▶ [Exercise requirements] Rewrite the entries as a numbered list, from the start of the entries through the line containing "[[253, 166]]", inclusive. Skip blank lines and omit the pictures.

▶ [Labels for object points]
** begin **
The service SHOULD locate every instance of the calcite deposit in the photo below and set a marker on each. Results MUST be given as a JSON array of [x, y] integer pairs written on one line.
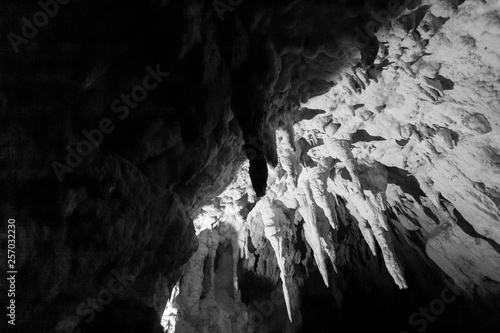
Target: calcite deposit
[[252, 166]]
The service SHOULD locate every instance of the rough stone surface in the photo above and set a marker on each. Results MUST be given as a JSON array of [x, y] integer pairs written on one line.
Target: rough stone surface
[[372, 177]]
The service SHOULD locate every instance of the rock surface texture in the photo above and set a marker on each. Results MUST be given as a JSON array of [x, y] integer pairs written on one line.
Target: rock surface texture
[[253, 166]]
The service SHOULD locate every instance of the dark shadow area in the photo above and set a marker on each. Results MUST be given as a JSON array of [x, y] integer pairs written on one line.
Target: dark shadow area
[[364, 136], [124, 317], [469, 230]]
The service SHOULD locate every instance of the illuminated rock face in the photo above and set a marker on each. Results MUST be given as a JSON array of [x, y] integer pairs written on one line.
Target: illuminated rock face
[[372, 173]]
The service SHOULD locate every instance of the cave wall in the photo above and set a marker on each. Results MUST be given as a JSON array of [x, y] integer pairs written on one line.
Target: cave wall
[[227, 79]]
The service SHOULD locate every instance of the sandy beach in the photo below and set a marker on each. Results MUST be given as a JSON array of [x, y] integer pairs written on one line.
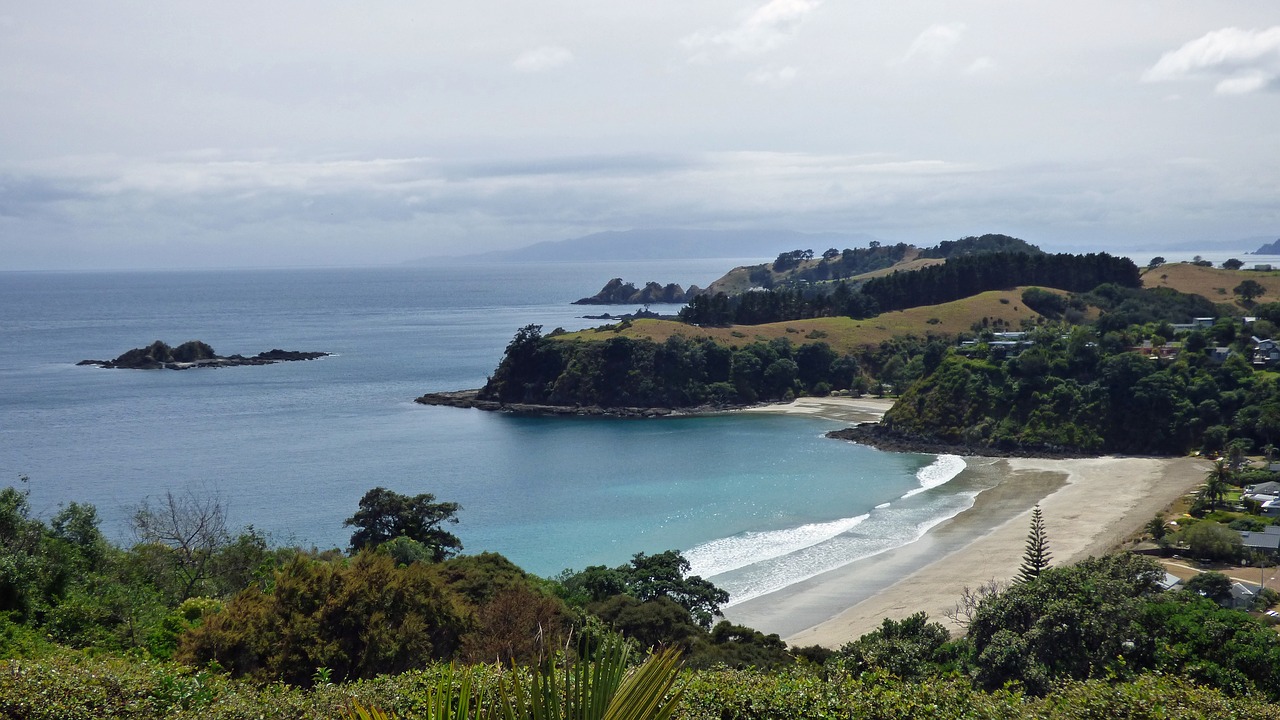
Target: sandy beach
[[845, 409], [1089, 505]]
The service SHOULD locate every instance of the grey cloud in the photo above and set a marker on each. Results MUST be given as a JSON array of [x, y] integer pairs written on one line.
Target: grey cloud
[[763, 30], [1246, 59]]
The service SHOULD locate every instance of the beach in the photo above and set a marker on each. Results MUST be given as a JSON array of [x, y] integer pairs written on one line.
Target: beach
[[1089, 507]]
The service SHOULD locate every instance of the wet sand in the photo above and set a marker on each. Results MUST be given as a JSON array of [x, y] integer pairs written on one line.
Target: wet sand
[[1089, 505]]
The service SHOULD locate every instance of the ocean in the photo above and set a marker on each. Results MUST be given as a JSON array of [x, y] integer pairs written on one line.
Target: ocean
[[755, 501]]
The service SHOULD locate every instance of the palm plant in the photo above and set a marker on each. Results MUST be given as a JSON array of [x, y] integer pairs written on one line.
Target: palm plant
[[1214, 491], [600, 689]]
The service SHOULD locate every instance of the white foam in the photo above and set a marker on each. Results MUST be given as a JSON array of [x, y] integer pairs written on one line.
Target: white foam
[[836, 552], [938, 473], [728, 554]]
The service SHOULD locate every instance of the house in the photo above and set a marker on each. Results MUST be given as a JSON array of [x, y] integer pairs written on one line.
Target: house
[[1168, 351], [1262, 492], [1262, 542], [1266, 351], [1243, 596]]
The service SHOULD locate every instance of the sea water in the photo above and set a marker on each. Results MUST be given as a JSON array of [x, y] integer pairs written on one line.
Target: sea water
[[755, 501]]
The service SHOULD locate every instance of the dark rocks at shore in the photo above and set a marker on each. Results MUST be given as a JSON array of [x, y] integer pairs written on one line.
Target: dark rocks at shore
[[880, 437], [471, 399], [193, 354], [617, 292]]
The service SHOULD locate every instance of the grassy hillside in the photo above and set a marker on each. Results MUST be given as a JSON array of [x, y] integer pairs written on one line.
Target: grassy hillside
[[1212, 283], [844, 335]]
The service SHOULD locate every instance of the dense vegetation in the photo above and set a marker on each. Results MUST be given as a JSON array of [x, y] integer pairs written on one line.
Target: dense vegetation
[[621, 372], [1095, 639], [1074, 390], [961, 276]]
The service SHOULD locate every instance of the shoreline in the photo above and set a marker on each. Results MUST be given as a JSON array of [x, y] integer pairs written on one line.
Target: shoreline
[[1086, 511], [833, 408]]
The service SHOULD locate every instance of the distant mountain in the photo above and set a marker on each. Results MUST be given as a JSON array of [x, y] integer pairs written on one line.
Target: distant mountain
[[672, 244]]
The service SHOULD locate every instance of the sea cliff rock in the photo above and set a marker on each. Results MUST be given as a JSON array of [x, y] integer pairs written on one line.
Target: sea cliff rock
[[617, 292], [471, 399], [193, 354], [874, 434]]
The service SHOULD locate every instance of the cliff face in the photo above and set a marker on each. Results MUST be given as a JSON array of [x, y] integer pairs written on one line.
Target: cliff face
[[617, 292]]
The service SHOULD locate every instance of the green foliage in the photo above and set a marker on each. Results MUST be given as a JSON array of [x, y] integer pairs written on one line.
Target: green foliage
[[1069, 623], [1074, 391], [1037, 556], [961, 276], [905, 648], [385, 515], [621, 372], [1211, 586], [1211, 541], [359, 619]]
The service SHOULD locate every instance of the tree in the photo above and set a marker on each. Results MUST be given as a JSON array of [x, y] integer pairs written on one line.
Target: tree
[[192, 527], [385, 515], [663, 575], [1216, 482], [1248, 290], [1037, 555], [1214, 586], [1156, 527], [1211, 541]]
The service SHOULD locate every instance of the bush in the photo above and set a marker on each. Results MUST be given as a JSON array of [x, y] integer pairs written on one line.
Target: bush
[[1211, 541]]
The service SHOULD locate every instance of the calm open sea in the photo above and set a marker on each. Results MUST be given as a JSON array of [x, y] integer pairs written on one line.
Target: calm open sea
[[758, 502]]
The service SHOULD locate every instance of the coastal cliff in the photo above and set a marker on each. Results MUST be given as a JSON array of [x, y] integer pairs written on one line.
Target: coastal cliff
[[618, 292]]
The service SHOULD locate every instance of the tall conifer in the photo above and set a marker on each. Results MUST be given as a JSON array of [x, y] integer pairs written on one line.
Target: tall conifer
[[1037, 555]]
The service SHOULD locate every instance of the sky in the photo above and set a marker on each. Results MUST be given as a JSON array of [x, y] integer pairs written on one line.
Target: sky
[[316, 132]]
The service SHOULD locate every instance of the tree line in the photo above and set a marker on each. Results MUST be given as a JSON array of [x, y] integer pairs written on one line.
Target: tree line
[[1075, 390], [621, 372], [961, 276]]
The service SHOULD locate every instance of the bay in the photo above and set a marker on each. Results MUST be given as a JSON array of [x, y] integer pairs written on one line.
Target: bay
[[291, 447]]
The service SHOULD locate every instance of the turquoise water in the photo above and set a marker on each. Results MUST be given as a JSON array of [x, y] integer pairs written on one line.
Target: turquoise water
[[757, 501]]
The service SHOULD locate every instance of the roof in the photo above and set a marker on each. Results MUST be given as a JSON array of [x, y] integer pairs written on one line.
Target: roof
[[1264, 488], [1240, 591], [1261, 541]]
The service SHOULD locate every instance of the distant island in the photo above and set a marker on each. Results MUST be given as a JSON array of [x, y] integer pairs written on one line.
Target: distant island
[[617, 292], [1269, 249], [663, 244], [193, 354]]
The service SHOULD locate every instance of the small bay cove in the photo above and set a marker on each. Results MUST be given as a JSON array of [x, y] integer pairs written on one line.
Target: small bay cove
[[798, 527]]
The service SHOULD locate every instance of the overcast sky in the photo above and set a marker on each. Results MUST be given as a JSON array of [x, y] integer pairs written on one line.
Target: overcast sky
[[324, 133]]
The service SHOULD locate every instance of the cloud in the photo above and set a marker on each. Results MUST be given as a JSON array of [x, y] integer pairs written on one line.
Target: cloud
[[542, 59], [763, 30], [773, 77], [1247, 60], [982, 65], [935, 44]]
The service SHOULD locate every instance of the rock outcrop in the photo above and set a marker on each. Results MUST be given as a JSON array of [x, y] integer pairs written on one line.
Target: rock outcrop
[[617, 292], [193, 354]]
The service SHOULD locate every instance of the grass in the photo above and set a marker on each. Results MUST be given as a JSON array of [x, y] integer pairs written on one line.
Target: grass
[[1212, 283], [845, 335]]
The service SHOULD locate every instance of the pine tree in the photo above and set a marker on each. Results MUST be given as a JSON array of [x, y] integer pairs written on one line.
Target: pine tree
[[1037, 555]]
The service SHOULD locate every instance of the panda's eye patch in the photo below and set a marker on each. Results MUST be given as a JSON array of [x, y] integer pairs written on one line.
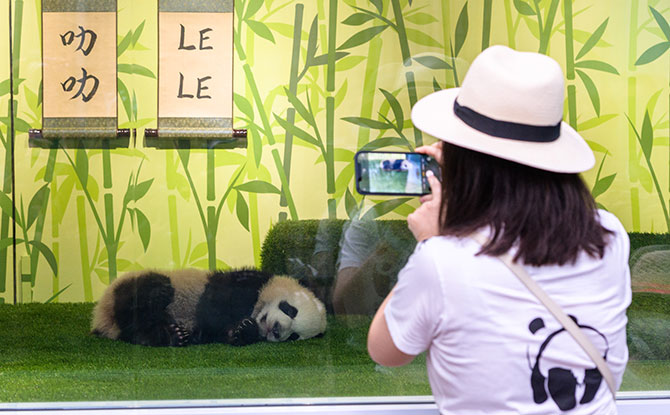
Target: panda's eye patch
[[288, 309]]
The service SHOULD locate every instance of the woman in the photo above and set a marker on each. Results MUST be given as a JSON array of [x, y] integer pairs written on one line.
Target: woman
[[510, 171]]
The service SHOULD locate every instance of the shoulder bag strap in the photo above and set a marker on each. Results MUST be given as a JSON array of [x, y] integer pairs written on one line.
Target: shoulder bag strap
[[558, 313]]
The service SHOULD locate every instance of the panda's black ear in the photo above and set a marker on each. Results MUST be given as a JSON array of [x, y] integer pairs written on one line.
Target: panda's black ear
[[288, 309]]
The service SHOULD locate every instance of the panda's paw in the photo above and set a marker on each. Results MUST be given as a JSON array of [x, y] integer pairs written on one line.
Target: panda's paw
[[180, 337], [245, 333]]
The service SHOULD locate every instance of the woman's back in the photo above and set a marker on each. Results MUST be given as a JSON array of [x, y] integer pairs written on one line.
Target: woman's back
[[493, 347]]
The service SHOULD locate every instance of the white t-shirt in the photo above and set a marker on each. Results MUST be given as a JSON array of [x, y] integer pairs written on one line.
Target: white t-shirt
[[493, 348]]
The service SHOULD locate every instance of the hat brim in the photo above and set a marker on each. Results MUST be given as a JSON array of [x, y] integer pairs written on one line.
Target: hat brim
[[434, 115]]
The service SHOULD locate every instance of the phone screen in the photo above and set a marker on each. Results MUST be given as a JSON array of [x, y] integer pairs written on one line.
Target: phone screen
[[391, 173]]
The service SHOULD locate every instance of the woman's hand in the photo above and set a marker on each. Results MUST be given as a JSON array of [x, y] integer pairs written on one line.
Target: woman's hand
[[434, 150], [424, 222]]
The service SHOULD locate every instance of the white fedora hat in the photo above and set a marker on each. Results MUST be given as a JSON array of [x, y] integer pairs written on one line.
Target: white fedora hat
[[509, 106]]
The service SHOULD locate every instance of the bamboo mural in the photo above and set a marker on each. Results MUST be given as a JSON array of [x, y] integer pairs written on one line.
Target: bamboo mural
[[314, 82]]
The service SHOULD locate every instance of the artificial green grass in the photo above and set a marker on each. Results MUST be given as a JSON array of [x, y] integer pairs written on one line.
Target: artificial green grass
[[47, 354]]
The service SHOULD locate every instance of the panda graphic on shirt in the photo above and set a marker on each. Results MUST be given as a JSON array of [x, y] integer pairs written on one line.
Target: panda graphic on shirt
[[551, 375]]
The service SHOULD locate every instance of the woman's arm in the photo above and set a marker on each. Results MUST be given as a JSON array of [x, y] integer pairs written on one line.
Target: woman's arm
[[380, 344]]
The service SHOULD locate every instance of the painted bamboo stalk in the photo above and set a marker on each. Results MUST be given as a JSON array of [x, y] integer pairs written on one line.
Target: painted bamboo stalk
[[407, 61], [633, 154], [83, 248], [486, 25], [251, 81], [293, 88], [570, 64], [329, 155]]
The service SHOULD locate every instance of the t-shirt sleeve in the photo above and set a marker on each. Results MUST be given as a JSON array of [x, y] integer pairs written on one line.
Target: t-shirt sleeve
[[415, 311]]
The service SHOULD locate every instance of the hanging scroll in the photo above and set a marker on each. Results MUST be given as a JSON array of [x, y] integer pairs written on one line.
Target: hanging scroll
[[79, 70], [195, 71]]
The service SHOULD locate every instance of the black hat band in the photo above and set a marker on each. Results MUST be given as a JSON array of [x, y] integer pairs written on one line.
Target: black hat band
[[506, 129]]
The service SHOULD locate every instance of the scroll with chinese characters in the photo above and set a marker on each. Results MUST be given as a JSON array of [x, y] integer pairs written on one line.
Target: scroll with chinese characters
[[79, 69], [195, 70]]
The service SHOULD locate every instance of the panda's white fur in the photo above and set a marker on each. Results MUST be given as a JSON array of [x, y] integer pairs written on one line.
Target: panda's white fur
[[190, 284], [308, 322]]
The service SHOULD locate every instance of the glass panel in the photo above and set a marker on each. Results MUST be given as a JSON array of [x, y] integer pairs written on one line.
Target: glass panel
[[314, 82]]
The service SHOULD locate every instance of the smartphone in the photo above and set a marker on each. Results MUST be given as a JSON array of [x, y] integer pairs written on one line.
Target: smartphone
[[393, 173]]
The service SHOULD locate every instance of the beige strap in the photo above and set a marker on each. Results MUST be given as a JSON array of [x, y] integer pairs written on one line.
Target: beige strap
[[567, 323]]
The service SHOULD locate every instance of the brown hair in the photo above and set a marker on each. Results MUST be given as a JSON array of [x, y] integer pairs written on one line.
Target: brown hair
[[552, 216]]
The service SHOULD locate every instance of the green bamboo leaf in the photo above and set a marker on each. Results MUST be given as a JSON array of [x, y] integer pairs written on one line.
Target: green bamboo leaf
[[383, 142], [421, 18], [645, 179], [662, 23], [143, 228], [125, 97], [5, 86], [593, 39], [130, 191], [81, 166], [244, 105], [141, 189], [53, 297], [363, 36], [252, 8], [47, 254], [283, 29], [37, 204], [432, 62], [652, 53], [647, 136], [422, 38], [368, 123], [595, 121], [350, 204], [297, 132], [138, 33], [258, 186], [258, 147], [184, 155], [597, 65], [395, 107], [591, 89], [21, 125], [379, 5], [300, 107], [461, 29], [261, 30], [523, 8], [323, 59], [242, 210], [436, 85], [384, 207], [135, 69], [341, 154], [651, 104], [6, 243], [357, 19], [6, 204], [199, 251], [312, 41], [602, 185], [344, 179], [133, 106], [124, 43]]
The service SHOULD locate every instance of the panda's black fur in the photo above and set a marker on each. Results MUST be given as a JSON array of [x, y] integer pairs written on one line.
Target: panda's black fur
[[181, 307]]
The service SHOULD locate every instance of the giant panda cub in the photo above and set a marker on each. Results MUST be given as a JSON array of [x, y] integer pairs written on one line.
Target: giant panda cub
[[182, 307]]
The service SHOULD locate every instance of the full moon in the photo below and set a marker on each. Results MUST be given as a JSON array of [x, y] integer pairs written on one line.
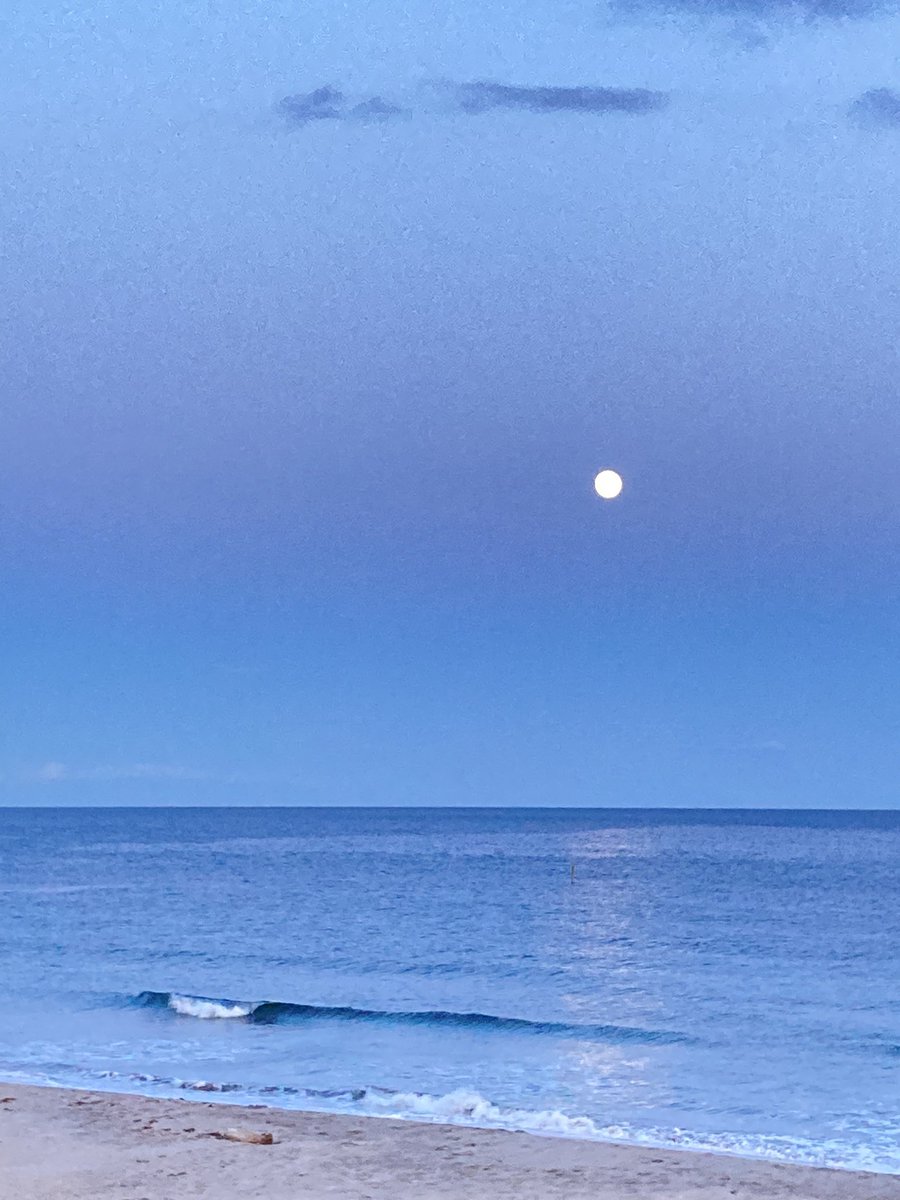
** end **
▶ [Task answer]
1. The service SHOULD locate every instance of the calcite deposit in the photo below and set a marker on each. Results MUST be given as a JSON array of [x, y] integer pairs written on one line.
2. Target: calcite deposit
3. [[252, 166]]
4. The service SHOULD locate every instance of the rough stone surface in the photo above and set a marker on each. Results MUST be given as a JSON array of [x, y] integer pairs written on one line.
5. Target: rough stone surface
6. [[372, 177]]
7. The service SHOULD locate every instance of the rock surface texture in the photo above and set a marker on each. Results MUST be given as a JSON array of [x, y] integer pairs written on one line.
8. Target: rock surface texture
9. [[253, 166]]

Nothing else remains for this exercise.